▶ Task to carry out: Only the lines of the data holding the string "below" need to be returned.

▶ Dataset items:
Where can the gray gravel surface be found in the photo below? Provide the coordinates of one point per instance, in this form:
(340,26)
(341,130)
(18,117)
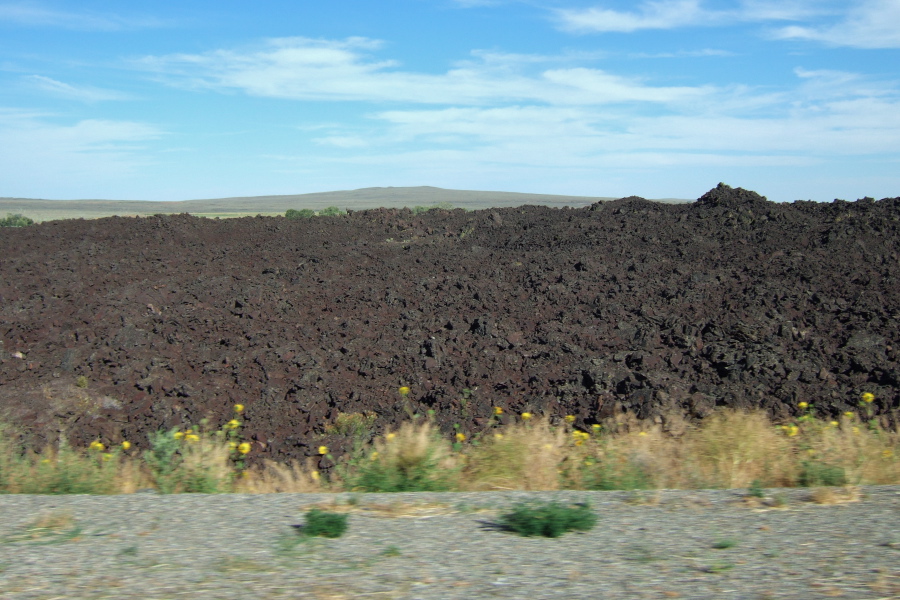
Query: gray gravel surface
(667,544)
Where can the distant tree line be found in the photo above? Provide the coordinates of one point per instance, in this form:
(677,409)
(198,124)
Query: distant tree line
(16,221)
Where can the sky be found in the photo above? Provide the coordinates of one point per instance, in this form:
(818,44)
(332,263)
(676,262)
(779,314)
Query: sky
(166,100)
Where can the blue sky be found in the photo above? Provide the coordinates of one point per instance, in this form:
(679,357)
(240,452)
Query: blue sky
(164,100)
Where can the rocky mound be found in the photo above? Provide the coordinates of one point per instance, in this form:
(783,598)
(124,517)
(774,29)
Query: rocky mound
(117,327)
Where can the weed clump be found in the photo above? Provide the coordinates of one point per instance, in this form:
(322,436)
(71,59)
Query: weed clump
(414,459)
(548,520)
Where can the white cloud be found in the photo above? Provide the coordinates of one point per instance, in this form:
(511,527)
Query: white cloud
(342,141)
(35,15)
(672,14)
(666,14)
(867,24)
(304,69)
(65,90)
(80,155)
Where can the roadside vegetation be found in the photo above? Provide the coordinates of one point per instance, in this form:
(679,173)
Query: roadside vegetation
(729,449)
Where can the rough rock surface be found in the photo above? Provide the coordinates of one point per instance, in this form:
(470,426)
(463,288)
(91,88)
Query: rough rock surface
(626,305)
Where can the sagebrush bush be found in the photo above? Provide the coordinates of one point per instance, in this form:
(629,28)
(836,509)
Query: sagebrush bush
(324,524)
(548,520)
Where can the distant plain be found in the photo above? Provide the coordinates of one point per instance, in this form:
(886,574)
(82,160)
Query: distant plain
(362,199)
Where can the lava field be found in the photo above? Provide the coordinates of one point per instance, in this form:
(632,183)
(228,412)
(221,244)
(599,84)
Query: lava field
(117,327)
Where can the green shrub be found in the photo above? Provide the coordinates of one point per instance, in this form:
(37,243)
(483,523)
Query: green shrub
(331,211)
(16,220)
(324,524)
(303,213)
(549,520)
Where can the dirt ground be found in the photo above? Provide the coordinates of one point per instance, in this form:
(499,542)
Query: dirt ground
(117,327)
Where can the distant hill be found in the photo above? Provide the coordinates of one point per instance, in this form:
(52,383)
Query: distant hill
(392,197)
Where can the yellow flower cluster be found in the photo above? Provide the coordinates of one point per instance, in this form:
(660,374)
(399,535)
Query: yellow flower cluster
(790,430)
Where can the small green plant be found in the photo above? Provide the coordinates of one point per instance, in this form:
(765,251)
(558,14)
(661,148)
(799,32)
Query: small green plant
(303,213)
(324,524)
(548,520)
(331,211)
(16,220)
(815,473)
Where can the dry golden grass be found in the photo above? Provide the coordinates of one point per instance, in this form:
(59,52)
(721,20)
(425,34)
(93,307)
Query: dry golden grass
(729,449)
(520,456)
(272,477)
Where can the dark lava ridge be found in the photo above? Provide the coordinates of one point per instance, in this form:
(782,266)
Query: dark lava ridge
(655,309)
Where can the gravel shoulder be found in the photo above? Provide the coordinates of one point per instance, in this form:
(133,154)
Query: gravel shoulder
(666,544)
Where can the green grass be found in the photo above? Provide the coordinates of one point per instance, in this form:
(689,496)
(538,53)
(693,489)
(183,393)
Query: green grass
(320,523)
(548,520)
(730,450)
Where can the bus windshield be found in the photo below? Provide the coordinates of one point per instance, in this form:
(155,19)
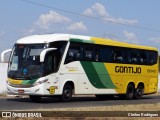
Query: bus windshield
(25,61)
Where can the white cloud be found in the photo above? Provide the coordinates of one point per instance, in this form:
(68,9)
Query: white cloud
(130,37)
(2,33)
(98,10)
(155,39)
(50,22)
(78,26)
(48,19)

▶ The completed task:
Where can the gray gravel surface be found in the photo below? Provide the coordinates of one point per instance, in this form:
Where can the bus windshield be found in the photo below? Provide the coordinates of one point per instance, in this form:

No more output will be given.